=== TEXTO DE ORIGEM ===
____
Nós queremos, realmente, o que desejamos? Se recorrermos à etimologia, buscando a origem e a evolução das palavras, encontraremos que o verbo “querer” advém do latim QUÆRERE, que significava “buscar, procurar; perguntar; inquirir”. “Desejar” é oriundo, por sua vez, do vocábulo DESIDERARE, composto por DE-, prefixo intensificador, mais SIDERARE, de SIDUS, “astro, estrela”, ou seja, significava algo como “fixar atentamente as estrelas”. Quantas vezes, pelas redes, nos campos de comentários ou numa conversa de bar, entre amigos, familiares ou estranhos,  visualizamos, de maneira fixa, as “estrelas norteadoras”, desejando um planeta mais verde, saudável e harmônico; menos violência nas ruas, nas casas e nas relações; mais amor para com o próximo, menos julgamento e mais acolhida, e sonhamos, apaixonados, com o desenvolvimento da empatia nas crianças, do respeito e da autonomia baseada na interdependência, com o direito à liberdade de ir e vir, de amar e ser amado, à equidade, à expressão livre, à fala, à escuta, com o direito de ser visto, tocado e sentido, o direito de ter direitos, o direito de desobedecer… e almejamos o fim dos preconceitos, da corrupção, da fome, do abandono… quantas vezes?

No entanto, quando saímos do bar, quando viramos a esquina – ou antes disso, muito antes -, quando trocamos de conversa, quando saímos para buscar o pão, no caminho para casa ou para o trabalho, conversando com alguém ou com a nossa consciência – em voz baixa, em voz alta, em voz nenhuma –, na manhã de todo dia, com os filhos ou netos, afilhados, vizinhos ou colegas de classe, buscamos, verdadeiramente, o caminho que conduz às estrelas? Ou será que caminhamos com os olhos voltados para cima pisoteando todos e tudo sem dar por isso? Deslumbrados com o brilho distante das esferas, com o luzir ofuscante das ideias, seguimos a trote, de maneira imprudente, arrebentando a realidade no peito e fazendo da prática um eterno conflito? Desejamos que a violência termine, mas queremos que os violentos morram da maneira mais violenta possível. Desejamos justiça, mas queremos vingança. Desejamos que todos tenham o direito de se pronunciar sobre os assuntos mais variados, mas não queremos ouvir quando um ponto de vista nos contraria. Criamos mil artifícios para não ver em nós o que vemos em outrem e para não admitir que somos produtos de uma sociedade que, mesmo ao criticar, mesmo nas revoluções, continuamos reproduzindo de maneira inconsequente. Inventamos mitos modernos, estruturas complexas, narrativas bem elaboradas e histórias complementares para não admitir que mudamos a maneira de cultivar e a forma de tratar o terreno cultivado, mas que ainda semeamos os mesmos grãos.

Um homem, certa vez,

escreveu que um homem, certa vez,

havia dito: “tira primeiro o espinho dos seus olhos e será capaz, então, de retirar o cisco dos olhos do seu irmão”. Muitos aplaudiram e aplaudem o homem que disse o dito através do homem que deixou escrito aquelas palavras. Muitos adotaram esses dizeres como estrelas, olhando para o céu a fim de apagar ou esquecer onde pisam os pés, tentando ignorar a sebe melindrosa que acompanha o caminho. Mais de dois mil anos depois, a maioria de nós segue apontando, com as vistas mareadas de sangue, as farpas nos olhos alheios. Nós queremos, realmente, o que desejamos?
____
=== DADOS DE TRABALHO ===

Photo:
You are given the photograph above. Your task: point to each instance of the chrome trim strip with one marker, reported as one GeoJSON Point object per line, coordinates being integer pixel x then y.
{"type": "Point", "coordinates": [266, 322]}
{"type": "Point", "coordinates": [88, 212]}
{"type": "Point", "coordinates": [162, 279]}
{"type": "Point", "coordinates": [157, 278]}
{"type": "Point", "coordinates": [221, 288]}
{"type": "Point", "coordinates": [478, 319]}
____
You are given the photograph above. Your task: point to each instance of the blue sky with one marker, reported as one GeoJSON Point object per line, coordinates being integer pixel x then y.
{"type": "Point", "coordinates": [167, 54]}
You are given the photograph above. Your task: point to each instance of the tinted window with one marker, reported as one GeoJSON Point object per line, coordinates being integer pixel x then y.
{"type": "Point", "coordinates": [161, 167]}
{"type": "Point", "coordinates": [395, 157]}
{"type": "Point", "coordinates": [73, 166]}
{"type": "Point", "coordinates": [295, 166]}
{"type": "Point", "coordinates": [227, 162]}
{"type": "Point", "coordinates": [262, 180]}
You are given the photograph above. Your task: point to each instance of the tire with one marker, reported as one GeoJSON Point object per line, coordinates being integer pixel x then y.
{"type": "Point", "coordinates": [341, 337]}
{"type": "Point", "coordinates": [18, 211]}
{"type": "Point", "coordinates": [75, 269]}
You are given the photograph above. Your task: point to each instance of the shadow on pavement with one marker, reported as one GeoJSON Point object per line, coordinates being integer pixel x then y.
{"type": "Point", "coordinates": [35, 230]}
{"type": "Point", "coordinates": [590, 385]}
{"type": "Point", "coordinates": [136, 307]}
____
=== INSTRUÇÕES ===
1. Liste os significados que o texto de origem atribui ao verbo latino QUÆRERE.
2. Localize e copie, por favor, todas as linhas dos dados de trabalho que contêm a palavra "with". Maiúsculas e minúsculas fazem diferença.

=== RESPOSTAS ===
1.
- buscar
- procurar
- perguntar
- inquirir

2.
You are given the photograph above. Your task: point to each instance of the chrome trim strip with one marker, reported as one GeoJSON Point object per line, coordinates being integer pixel x then y.
You are given the photograph above. Your task: point to each instance of the blue sky with one marker, reported as one GeoJSON Point object per line, coordinates being integer pixel x then y.
You are given the photograph above. Your task: point to each instance of the tinted window with one marker, reported as one GeoJSON Point object per line, coordinates being integer pixel x then y.
You are given the photograph above. Your task: point to each instance of the tire with one marker, reported as one GeoJSON Point object per line, coordinates being integer pixel x then y.
You are given the photograph above. Your task: point to each instance of the shadow on pavement with one marker, reported as one GeoJSON Point object per line, coordinates being integer pixel x then y.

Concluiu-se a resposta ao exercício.